Assigned task
Type out the lines below exactly, pictures excluded.

*** Opening of Exercise input ***

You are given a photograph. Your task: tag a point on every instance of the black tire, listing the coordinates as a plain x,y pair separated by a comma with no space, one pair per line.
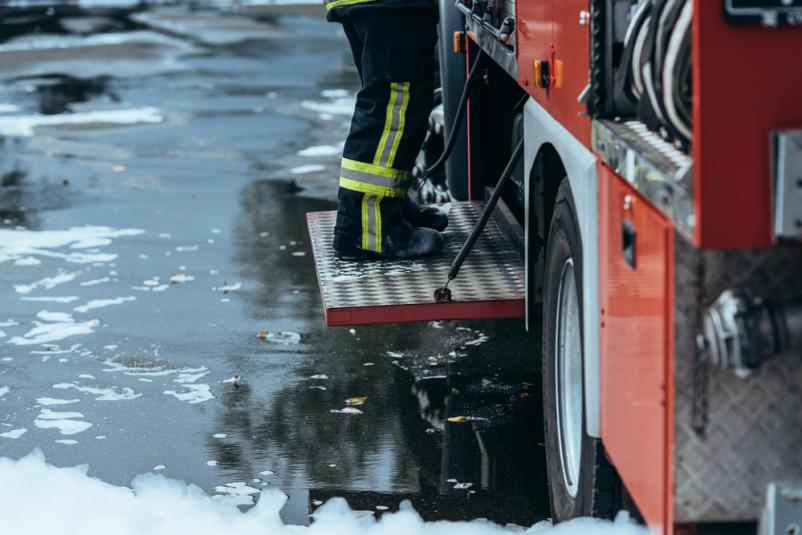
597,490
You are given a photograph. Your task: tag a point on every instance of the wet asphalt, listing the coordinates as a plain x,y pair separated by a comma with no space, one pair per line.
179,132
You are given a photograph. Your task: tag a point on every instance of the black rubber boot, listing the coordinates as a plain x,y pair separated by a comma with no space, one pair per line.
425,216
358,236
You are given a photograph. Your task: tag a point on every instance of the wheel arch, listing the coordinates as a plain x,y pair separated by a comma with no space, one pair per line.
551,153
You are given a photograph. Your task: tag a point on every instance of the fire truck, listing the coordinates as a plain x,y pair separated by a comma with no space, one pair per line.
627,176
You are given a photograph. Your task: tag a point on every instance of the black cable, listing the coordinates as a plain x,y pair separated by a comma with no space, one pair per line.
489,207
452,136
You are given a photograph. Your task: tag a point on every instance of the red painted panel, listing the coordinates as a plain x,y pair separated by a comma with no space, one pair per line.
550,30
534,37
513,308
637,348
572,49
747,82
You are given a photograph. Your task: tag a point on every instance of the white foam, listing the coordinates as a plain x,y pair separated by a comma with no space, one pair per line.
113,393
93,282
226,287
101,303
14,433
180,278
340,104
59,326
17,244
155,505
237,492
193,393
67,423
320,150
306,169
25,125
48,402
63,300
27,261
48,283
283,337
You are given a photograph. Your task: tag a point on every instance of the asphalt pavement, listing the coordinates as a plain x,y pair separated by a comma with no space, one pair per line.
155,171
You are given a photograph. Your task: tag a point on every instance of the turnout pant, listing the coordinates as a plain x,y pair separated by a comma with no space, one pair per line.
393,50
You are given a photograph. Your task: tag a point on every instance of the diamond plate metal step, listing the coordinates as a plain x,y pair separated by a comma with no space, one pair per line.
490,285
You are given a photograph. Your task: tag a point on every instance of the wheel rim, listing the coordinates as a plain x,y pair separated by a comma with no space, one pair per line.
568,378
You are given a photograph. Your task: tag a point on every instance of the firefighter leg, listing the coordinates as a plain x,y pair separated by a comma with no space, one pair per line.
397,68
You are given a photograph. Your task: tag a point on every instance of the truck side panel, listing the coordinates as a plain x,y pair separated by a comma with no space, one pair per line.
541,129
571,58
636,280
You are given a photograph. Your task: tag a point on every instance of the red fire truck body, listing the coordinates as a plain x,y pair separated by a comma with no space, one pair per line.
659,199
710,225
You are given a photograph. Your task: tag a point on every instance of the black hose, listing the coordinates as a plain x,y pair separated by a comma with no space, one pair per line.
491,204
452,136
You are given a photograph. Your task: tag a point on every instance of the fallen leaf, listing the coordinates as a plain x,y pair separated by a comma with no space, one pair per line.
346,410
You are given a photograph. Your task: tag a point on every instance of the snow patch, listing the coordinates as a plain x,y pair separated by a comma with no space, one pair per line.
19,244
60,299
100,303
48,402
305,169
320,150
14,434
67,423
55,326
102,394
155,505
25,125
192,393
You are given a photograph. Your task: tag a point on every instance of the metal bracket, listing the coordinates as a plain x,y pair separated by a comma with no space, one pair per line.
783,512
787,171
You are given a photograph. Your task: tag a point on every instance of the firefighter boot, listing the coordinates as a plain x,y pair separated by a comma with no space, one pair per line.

*** Close of Exercise input ***

Answer space
You are given a photograph. Your task: tag a point on every instance of the black tire, listing the coordinates as a plain x,y pair separated by a comma with no space, one pair per line.
597,490
You are given a photograph. Your task: tag a point on every instance of the wet asphalt, listing the coordinates as a plain x,y pair separated by a comma with no space, one pair per line.
179,132
You are given a photograph. Your task: tag a point on every instance of the black rubber boot, listing the coordinates as a plain x,y pair separated by a comma with no space, one pair per line.
425,216
358,236
You are given a photograph. Your task: tag a point on every instance of the wheel arch, listing the coordinates as a plain x,y pair separated by a comma with no space, one pair per line.
551,153
You are given a photograph. Your task: tag a point on every instance of the fire truck, listing the coordinates as a plain x,y pair separated by a comma with no space, one pair per line.
627,176
You are given a photograph. Your task: tag a point on every instance of the black cable, listing the coordinates as a plain x,y pair separated by a comma with no space, one pair per line.
489,207
452,136
You are given a photograph. Your task: tag a point on every instance of the red painted panel, listing the coordinates as a plain x,y pair separated by a comma with no space, one pair per line.
550,30
534,37
513,308
637,348
572,49
747,82
You are given a photograph. Your task: tag a point on every instance of the white foam, listing the coordinates as a plain x,y pair separated by a comma with no space, one pair per line.
113,393
93,282
226,287
101,303
14,433
180,278
340,104
59,326
17,244
155,505
237,492
193,393
67,423
320,150
306,169
25,125
48,402
63,300
27,261
48,283
283,337
You are given a photograph. Your task: tag a point on every instance of the asphalt pavement, listing the coordinates as a plain x,y pair separated by a comma with no space, one pair per line.
155,171
You are given a photograph. Your task: tag a point on every instance of the turnout pant, listing the coordinates as a plain x,y pair separated by a comma with no space, one pair per line.
393,50
You are given a photograph. Your task: tag a point on every instance of the diamond plate metal step, listing the coordinates as a plain x,y pair separated by a comma with no space, one pair per line.
490,285
You are given a photograph. Your task: tag a point on every instance of the wheel rim, listing the coordinates as a plain x,y pair separated by a comma with no space, one pair per line.
568,378
You are given a photograph. Your task: tag a point on every instance of the firefighter leg, listing the coordinates as a plain x,y pair separated by a comma with no space, one pair per line.
397,68
You are given a photograph. Your task: tag a point on every instance of the truck side panel, listing the coordinates as a plain x,y pair separated by a comma with no space, one pair per line.
541,129
571,58
636,280
You are given a photograph. Your task: tag a point on every instance of the red fire truck body, listing the coordinates as a plain x,y pair separated by a comma with no space, one pair per line.
659,199
710,225
You are given a photograph. Your task: tag a point on every instance of the black hose, listing the coordinates as a plain x,y pair separated by a comma with no space, one pair per line.
491,204
452,136
You are given a photograph. Your task: tag a point on every instance of the fallen leaf, listing the coordinates as a plain x,y pair separated by a comma with no space, one pair per line.
346,410
You are given a photograph. Your task: tag a point on every instance of the snow patch, listing the coordinates as a plain x,y pair separated by a comma with no space, one pair per line.
19,244
60,299
100,303
48,402
305,169
320,150
14,434
67,423
55,326
102,394
155,505
25,125
192,393
You are given a photograph. Your task: tag a point on every instance of the metal bracket, listing the coordinates as a plain x,y pair separated by a comma with no space, one pair per line.
783,512
787,171
You are given a photograph. Your task: tag a point on every instance of the firefighter boot, listing the coordinates as a plain x,y pair separated by a comma with no space, one pair per line.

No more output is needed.